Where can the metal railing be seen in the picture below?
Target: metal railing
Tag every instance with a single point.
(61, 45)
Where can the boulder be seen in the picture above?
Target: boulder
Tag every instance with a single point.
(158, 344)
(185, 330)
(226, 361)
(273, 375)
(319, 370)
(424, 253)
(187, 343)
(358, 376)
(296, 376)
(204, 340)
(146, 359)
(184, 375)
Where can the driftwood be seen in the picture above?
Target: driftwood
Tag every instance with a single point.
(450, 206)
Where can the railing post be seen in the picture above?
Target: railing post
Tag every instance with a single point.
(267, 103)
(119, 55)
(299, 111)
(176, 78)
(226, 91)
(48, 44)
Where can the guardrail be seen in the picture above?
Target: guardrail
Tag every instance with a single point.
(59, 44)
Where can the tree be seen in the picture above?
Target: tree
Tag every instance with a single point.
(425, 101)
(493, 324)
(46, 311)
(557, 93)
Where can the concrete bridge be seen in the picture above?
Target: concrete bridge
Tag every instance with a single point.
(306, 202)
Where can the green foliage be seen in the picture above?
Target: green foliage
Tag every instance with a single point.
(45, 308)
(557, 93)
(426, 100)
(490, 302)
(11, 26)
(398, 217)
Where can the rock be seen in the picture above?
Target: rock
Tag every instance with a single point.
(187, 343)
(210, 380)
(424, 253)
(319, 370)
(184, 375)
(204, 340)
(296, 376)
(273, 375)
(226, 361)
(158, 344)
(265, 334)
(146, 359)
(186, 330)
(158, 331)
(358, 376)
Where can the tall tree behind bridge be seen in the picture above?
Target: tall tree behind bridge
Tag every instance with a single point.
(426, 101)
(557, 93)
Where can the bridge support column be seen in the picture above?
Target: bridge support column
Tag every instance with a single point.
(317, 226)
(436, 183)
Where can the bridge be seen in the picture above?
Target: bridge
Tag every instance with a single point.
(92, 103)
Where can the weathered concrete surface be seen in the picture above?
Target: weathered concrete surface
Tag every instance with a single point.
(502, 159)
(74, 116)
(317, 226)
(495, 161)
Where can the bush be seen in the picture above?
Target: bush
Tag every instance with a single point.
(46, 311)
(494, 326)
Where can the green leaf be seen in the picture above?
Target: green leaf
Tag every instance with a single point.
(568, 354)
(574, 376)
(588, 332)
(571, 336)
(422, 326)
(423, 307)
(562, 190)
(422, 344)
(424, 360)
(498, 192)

→ **Problem statement**
Pull out every line of the items above and copy each one word for word.

→ **Worked answer**
Where can the metal railing be seen in the picture below?
Target: metal railing
Tag every instance with a single point.
(61, 45)
Where can the boulder be seen in the picture above?
Target: boulder
Tag every instance with a single point.
(158, 344)
(185, 330)
(226, 361)
(273, 375)
(319, 370)
(424, 253)
(187, 343)
(358, 376)
(296, 376)
(204, 340)
(146, 359)
(184, 375)
Where can the driftwood be seen in the picture above?
Target: driftwood
Tag every instance with a single point.
(450, 206)
Where can the railing post be seen in the picture above?
Target: railing post
Tag every instance with a single point.
(267, 103)
(119, 55)
(299, 111)
(176, 78)
(226, 91)
(48, 44)
Where can the guardrail be seen in the picture above?
Target: guardrail
Tag every instance with a single point.
(59, 44)
Where can the tree be seen in the picture above?
Target: tree
Tag every instance with a single point.
(425, 101)
(493, 324)
(46, 311)
(557, 93)
Where can the concrete bridge be seen in the picture above?
Target: concrete bridge
Tag every instance with a single point.
(306, 202)
Where can the green foliage be seen in the picture above?
Target: green foliage
Tag every instance with a single point.
(45, 308)
(557, 93)
(426, 100)
(490, 302)
(11, 26)
(398, 217)
Where can the rock be seen in the picture above?
Target: rock
Tag every instance with a single point.
(187, 343)
(210, 380)
(424, 253)
(319, 370)
(184, 375)
(204, 340)
(296, 376)
(273, 375)
(226, 361)
(158, 344)
(265, 334)
(146, 359)
(186, 330)
(158, 331)
(358, 376)
Where can the tall tree behind bridge be seen in the picture above?
Target: tall tree behind bridge
Tag every instance with a single point.
(426, 101)
(557, 93)
Where can the bridge support column be seen in the picture above?
Target: bridge support column
Tag every instance with a single point.
(317, 226)
(436, 183)
Where can the bridge be seen in the picture above?
Target: bridge
Tag every instance with a single point.
(92, 103)
Where can the weathered concrete surface be seen in the picture above?
Target: weathered concrete surface
Tag every instance with a single point.
(502, 159)
(74, 116)
(317, 226)
(495, 161)
Where can the bush be seen in the picture above?
Target: bush
Tag every instance with a single point.
(46, 311)
(494, 326)
Where can the green leaf be seen in the picture above?
Target: green leaf
Tag every instance with a single point.
(568, 354)
(574, 376)
(588, 332)
(571, 336)
(422, 326)
(423, 307)
(562, 190)
(422, 344)
(424, 360)
(498, 192)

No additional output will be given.